TEXT SECTION

UU: i have so very many theories, i woUldn’t even know where to begin. 
TT: So… 
TT: You’re kind of obsessed with us then. 
UU: i woUldn’t go that far! oh my, i’m probably coming off as an absolUte nUtter now. 
TT: No, not really. I just want to understand. 
TT: So can I ask, 
TT: Just to get a better sense of the nature of your “admiration,” 
TT: When you engage in the aforementioned speculation, is it strictly on a factual basis? 
UU: hm? :u 
TT: Or do you start to… 
TT: Fictionalize. 
TT: What I’m asking is, have you ever written stories about us?
UU: ….. 
UU: yes. u_u 

I love how Dirk quickly puts two and two together and figures out the deal with Calliope; namely, that she is pretty much a fan of their story, in the sense of it being like a popular work of media. It also says a lot about the guy “knowing what’s up” so to speak.

WORK INSTRUCTION
Print the passage about Dirk and Calliope, starting at "TT: So can I" and ending at "stories about us?". The rows have nothing to do with the passage above.

EXTRACTED INFORMATION
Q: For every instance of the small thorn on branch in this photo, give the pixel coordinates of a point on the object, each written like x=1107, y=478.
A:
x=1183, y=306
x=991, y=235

==

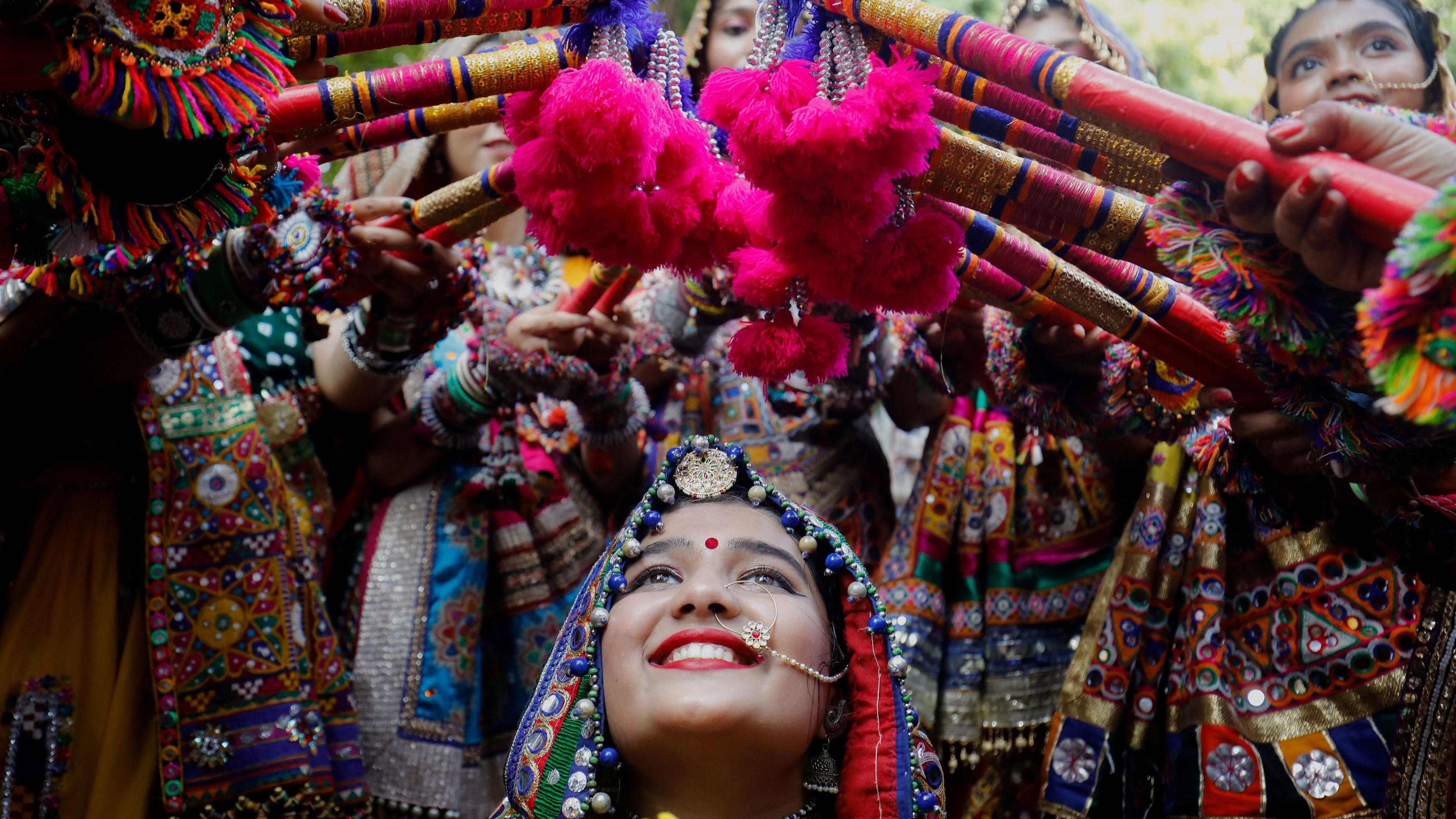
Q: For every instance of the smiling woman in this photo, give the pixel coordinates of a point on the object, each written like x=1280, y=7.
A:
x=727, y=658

RESULT OF THIS TASK
TT: So can I ask, 
TT: Just to get a better sense of the nature of your “admiration,” 
TT: When you engage in the aforementioned speculation, is it strictly on a factual basis? 
UU: hm? :u 
TT: Or do you start to… 
TT: Fictionalize. 
TT: What I’m asking is, have you ever written stories about us?